## PAGE EXTRACT
────────────────────────────────────────
Most of them are 3 or 4 ounces in size and as they drip you have to
refill them.” There is a trough on the base of the engine that was
made to catch the run-off oil and feed it back into the engine, but
anytime the engine is out in the open or in a place that isn’t
clean, the whole idea doesn’t work out very well.
Foos
Location: Springfield, Ohio
Model: Type S
Year: pre-1914
Horsepower: 15
Serial number: 40682
Weight: 4,500 pounds
Bore: 8-inch
Stroke: 15-inch
Flywheel width: 3 inches
Flywheel diameter: 55 inches
Governing: throttle-governed, flyball weights
Ignition: igniter, battery and coil
Unique feature: Wipe ignition: The igniter constantly rotates; the
wipe mechanism takes the oil to feed the rod bearing and then drips
oil on the main bearings.
“Because everything is lubricated by oil,” Paul says, “the Foos
is a very messy engine and I have to clean it after every show. It
must have been terrible in the elevator with the chaff and dust in
there.”
Not so hard
That said, he adds that many people think engines are a lot of
work and hard to move around, though in reality, after setting up a
few things they are pretty easy to handle. “Once you get gas
engines figured out, they are very easy to start, and there’s
nothing that spectators enjoy more than to see one of these massive
pieces of iron start and run,” Paul says. “Some people have gotten
away from gas engines because they think they’re hard to deal with,
but I sure hope in the future more young people will consider gas
engines.”
────────────────────────────────────────
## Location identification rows
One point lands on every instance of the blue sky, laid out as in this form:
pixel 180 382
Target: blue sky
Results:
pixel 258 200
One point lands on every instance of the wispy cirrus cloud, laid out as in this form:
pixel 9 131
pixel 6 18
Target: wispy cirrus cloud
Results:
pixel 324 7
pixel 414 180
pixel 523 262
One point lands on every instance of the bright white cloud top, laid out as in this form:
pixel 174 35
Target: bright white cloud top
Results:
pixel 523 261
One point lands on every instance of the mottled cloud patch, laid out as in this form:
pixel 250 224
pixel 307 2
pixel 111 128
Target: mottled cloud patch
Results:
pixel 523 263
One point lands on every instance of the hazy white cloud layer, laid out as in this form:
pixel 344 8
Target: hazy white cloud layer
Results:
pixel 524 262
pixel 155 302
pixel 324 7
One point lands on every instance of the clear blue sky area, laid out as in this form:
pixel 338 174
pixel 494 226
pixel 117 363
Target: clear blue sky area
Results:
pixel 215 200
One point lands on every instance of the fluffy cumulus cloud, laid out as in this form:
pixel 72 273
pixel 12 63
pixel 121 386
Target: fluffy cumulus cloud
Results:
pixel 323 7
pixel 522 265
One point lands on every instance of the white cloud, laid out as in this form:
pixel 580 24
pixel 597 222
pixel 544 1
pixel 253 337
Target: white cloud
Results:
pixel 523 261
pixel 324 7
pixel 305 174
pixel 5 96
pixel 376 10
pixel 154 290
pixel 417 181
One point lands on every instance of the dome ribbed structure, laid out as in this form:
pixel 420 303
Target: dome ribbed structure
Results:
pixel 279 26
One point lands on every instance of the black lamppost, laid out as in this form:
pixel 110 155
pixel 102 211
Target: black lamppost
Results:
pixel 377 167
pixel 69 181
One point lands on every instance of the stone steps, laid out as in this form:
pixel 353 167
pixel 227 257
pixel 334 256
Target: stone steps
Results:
────────────────────────────────────────
## AIM 1
Reproduce verbatim the rows starting at the line that contains "One point lands on every instance of the hazy" and ending at the line that contains "pixel 417 181", both lines included.
## AIM 2
Carry on the text about antique gas engines from the point where it stops.

## EXERCISE RESULT 1
One point lands on every instance of the hazy white cloud layer, laid out as in this form:
pixel 344 8
Target: hazy white cloud layer
Results:
pixel 524 262
pixel 155 302
pixel 324 7
One point lands on every instance of the clear blue sky area, laid out as in this form:
pixel 338 174
pixel 494 226
pixel 117 363
Target: clear blue sky area
Results:
pixel 215 200
One point lands on every instance of the fluffy cumulus cloud, laid out as in this form:
pixel 72 273
pixel 12 63
pixel 121 386
Target: fluffy cumulus cloud
Results:
pixel 323 7
pixel 522 265
One point lands on every instance of the white cloud, laid out as in this form:
pixel 580 24
pixel 597 222
pixel 544 1
pixel 253 337
Target: white cloud
Results:
pixel 523 261
pixel 324 7
pixel 305 174
pixel 5 96
pixel 376 10
pixel 154 290
pixel 417 181

## EXERCISE RESULT 2
Paul says he isn’t really looking for any other engines right
now. “I like odd engines and odd types of engines, so I’m not one
to have several engines of the same kind just to say I do. It has
to be something that appeals to me. I don’t have any upright
engines, so at some point I might look for an upright.”
Paul says he would urge anybody, especially if they are new to
the hobby, not to be scared to go to people who are collectors, and
ask questions and be inquisitive. “Most all of us want to tell our
stories,” he says. “We get a kick out of telling our story, so
younger people need to ask questions, especially since now as
people get older, there are very few left anymore who actually ran
these engines. We need to keep the stories and understanding of the
gas engines going. It’s a fun hobby and I enjoy it, and I hope some
day my son, who enjoys it now, too, will take over for me. That’s
how the hobby will keep going.”
Contact Paul Johnson at: 1105 Forest St., Brookings, SD
57006-3227; (605) 692-7671.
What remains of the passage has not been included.